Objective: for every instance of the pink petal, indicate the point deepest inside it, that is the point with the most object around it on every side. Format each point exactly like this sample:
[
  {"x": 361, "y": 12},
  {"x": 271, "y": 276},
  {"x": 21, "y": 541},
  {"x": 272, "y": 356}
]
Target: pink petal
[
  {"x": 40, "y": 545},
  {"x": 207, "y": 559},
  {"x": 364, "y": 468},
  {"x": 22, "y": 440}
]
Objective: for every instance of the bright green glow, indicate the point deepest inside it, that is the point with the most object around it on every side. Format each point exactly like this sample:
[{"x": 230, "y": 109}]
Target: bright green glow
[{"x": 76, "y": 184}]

■ ■ ■ ■ ■ ■ ■

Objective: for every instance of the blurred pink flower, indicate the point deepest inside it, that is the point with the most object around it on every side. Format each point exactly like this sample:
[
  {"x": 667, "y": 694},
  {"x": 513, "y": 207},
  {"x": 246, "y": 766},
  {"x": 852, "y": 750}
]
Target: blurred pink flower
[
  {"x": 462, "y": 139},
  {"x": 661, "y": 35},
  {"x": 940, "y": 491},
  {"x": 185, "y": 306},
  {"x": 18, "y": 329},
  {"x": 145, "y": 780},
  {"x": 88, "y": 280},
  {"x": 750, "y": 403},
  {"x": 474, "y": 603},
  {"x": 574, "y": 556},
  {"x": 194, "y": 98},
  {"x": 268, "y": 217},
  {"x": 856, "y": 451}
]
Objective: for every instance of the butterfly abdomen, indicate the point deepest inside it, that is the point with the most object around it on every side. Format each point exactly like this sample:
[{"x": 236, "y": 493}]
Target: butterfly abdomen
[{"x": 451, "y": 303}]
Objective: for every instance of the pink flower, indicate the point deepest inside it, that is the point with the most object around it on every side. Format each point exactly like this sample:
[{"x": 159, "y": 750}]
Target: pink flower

■ ■ ■ ■ ■ ■ ■

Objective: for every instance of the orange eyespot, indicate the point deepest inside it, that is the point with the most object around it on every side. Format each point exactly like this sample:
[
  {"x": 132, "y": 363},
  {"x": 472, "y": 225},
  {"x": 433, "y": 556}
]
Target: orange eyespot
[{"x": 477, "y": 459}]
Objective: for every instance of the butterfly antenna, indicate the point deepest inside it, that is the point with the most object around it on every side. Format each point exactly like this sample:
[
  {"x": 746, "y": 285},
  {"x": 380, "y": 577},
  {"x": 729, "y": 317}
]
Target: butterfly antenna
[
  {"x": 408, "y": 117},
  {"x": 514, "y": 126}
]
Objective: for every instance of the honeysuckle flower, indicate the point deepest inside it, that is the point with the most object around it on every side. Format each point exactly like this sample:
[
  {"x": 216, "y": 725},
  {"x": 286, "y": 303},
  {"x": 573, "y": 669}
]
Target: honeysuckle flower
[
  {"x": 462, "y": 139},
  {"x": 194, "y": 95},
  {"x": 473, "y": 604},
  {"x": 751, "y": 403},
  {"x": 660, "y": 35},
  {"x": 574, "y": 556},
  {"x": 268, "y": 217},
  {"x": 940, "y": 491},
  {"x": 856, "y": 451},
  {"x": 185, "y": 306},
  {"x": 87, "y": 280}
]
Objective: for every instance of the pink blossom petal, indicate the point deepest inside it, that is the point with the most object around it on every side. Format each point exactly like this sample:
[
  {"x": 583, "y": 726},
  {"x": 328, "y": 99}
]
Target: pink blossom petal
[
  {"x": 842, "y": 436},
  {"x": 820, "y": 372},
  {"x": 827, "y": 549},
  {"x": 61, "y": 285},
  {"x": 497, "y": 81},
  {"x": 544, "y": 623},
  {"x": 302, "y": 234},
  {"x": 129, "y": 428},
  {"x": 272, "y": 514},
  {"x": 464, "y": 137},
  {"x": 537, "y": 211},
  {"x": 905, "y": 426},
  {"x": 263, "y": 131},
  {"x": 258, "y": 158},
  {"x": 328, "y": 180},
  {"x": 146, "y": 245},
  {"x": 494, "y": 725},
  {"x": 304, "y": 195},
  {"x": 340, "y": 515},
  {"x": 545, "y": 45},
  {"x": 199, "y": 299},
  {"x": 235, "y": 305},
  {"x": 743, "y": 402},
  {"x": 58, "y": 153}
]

■ ■ ■ ■ ■ ■ ■

## Exercise
Count the lines in the records above that contain the string "blurred", and reply with only that number.

## Reply to the exercise
2